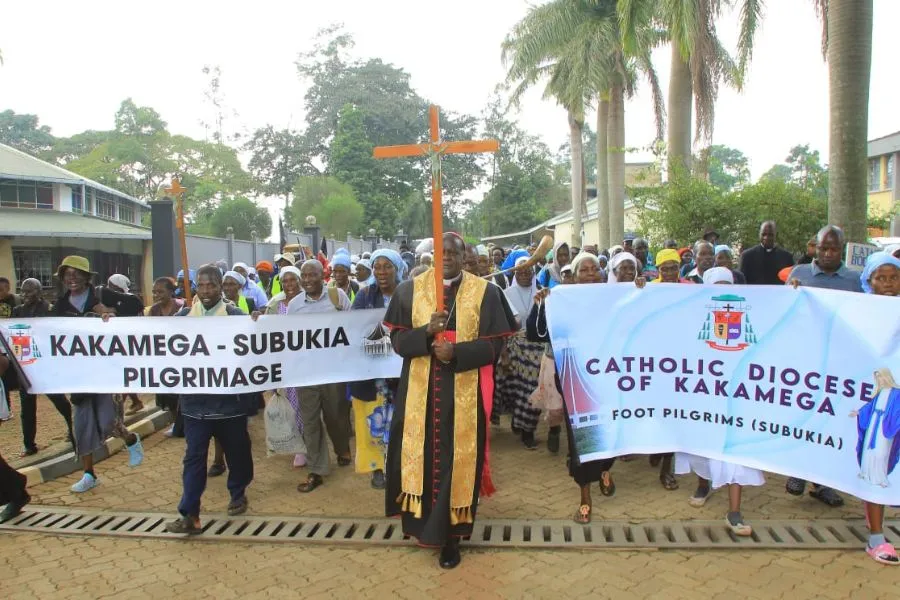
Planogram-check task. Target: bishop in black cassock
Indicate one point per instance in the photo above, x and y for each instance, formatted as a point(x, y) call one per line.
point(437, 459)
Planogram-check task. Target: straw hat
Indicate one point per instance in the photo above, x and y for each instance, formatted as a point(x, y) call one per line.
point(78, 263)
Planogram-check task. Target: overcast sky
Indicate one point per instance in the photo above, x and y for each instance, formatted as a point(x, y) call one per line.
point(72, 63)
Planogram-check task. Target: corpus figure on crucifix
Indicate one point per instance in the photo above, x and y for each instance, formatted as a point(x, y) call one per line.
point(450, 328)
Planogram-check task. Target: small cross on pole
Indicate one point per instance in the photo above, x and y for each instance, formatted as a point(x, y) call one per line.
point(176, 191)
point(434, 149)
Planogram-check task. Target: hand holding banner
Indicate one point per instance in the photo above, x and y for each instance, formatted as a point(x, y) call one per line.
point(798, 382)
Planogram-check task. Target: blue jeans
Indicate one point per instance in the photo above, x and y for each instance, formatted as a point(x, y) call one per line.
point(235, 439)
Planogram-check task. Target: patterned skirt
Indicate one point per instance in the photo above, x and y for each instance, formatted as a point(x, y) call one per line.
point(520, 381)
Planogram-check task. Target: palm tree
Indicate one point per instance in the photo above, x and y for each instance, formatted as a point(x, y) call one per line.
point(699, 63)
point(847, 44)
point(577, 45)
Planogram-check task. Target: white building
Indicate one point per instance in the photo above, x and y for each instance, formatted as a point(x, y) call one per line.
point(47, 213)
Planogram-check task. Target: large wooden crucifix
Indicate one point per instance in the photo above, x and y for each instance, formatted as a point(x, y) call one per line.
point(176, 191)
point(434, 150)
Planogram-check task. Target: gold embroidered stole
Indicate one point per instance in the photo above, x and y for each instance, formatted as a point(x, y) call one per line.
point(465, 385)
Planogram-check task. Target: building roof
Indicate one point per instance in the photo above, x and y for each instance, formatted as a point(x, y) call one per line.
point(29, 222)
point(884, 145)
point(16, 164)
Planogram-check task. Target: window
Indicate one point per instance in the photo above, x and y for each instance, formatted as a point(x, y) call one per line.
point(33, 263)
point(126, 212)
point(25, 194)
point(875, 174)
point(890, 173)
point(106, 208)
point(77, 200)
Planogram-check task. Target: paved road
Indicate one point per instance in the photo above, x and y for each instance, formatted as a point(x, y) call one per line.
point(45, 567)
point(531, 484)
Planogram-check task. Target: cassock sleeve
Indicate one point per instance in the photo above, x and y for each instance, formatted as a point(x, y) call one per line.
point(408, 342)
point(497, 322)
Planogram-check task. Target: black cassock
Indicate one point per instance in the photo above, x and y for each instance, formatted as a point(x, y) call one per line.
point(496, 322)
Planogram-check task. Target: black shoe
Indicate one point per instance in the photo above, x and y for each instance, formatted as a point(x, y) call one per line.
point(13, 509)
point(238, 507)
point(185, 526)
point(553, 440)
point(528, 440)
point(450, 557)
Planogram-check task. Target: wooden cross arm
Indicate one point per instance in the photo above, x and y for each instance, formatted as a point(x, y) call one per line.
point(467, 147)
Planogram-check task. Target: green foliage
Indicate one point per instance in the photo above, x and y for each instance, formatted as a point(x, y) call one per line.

========================

WORK TO DO
Set out all of the data above as a numbered list, one line per item, skipping any blank lines and leaving the pictures out.

ANSWER TO THE PROBLEM
1. Planogram-check task. Target: bishop in black cassock
2. Indicate one point per instance in the photo above, x and y for each instance, formatted as a point(x, y) call one per line.
3. point(437, 459)
4. Planogram-check task. Target: straw hat
5. Indicate one point per instance in the photo above, x and y for each instance, formatted as a point(x, y) call one per line.
6. point(78, 263)
7. Planogram-check task. Target: overcast sky
8. Indicate one point per instance in the photo above, x and y for each instance, formatted as a point(x, y) call one per line.
9. point(72, 63)
10. Planogram-check task. Target: corpus figure on crucifix
11. Indicate one point per instance in the photo above, x and y for each instance, formatted as a point(x, y) call one per line.
12. point(450, 328)
13. Planogram-check task. Target: small cross on pole
14. Indicate one point per instance in the photo above, x and y for each instance, formatted as a point(x, y) call one per line.
15. point(176, 191)
16. point(434, 149)
17. Planogram-check task. Target: hand holding banner
18. Indicate one point per instance in the photo above, x and y for each instance, formatted as a point(x, y) call one per line.
19. point(798, 382)
20. Planogram-check task. Target: blue jeans
21. Indicate one point per instance in the photo above, x and y for each instance, formatted as a point(x, y) call one per line.
22. point(235, 439)
23. Planogram-check task. Target: patterned skirt
24. Indicate one point per instance in the photo above, x and y for each instance, formatted as a point(x, y) call one per line.
25. point(520, 381)
26. Planogram-check task. Target: palm tree
27. Indicate one point per instance in the photo above, x and y for each instance, formatted as a point(x, y) call one per line.
28. point(699, 63)
29. point(847, 44)
30. point(577, 45)
31. Planogram-check task. Target: white building
32. Indicate one point per instance in the photo above, x and y for each instance, formatted as a point(x, y) call one per line.
33. point(47, 213)
34. Planogram-check task. Target: large wooden crucifix
35. Indicate one point per instance in the photo above, x and y for each instance, formatted as a point(x, y) call one per line.
36. point(176, 191)
37. point(434, 150)
38. Planogram-check task. Target: gold embroidered stole
39. Indicate one point per instance in the photo above, x and y for each instance, formatted as a point(x, y) call one per line.
40. point(465, 385)
41. Planogram-check task. Target: building roof
42. Indicate one point per instance in the photo above, x and y for each instance, formatted as a point(x, y) call one per line.
43. point(29, 222)
44. point(884, 145)
45. point(16, 164)
46. Planogram-check task. Target: window
47. Indicate one point per instance in the photo above, x and y for each instance, formatted as a point(x, y) call one per line.
48. point(33, 263)
49. point(126, 212)
50. point(25, 194)
51. point(875, 174)
52. point(890, 173)
53. point(106, 208)
54. point(77, 200)
55. Planogram-check task. Target: paved road
56. Indicate one point per instance in the photo above, x and y for each instance, formatted as a point(x, y) call one per line.
57. point(45, 567)
58. point(531, 484)
59. Planogram-check task. Target: cassock sleeve
60. Indicate one point per instance in the photo above, x and y for each instance, formatted as a point(x, y) call one per line.
61. point(408, 342)
62. point(497, 322)
63. Planogram-check task. Target: black cassock
64. Indicate one point per instance in the photo above, x and y for each instance, formatted as a point(x, y) call one per line.
65. point(496, 322)
66. Planogram-check task. Target: black shoe
67. Indicate one point per instance in the photo above, x and y for each instance, formatted as a point(x, y) call one per line.
68. point(13, 509)
69. point(238, 507)
70. point(185, 526)
71. point(553, 440)
72. point(528, 440)
73. point(450, 557)
74. Planogram-check task. Target: wooden cross arm
75. Indicate one point per instance in the photo above, x and y for each instance, formatted as a point(x, y) call one per line.
76. point(467, 147)
77. Planogram-check task. Target: green foliage
78. Indicate one point per instance in the photo above, x and y for each instance, formatted as a point(x, y) call one per line.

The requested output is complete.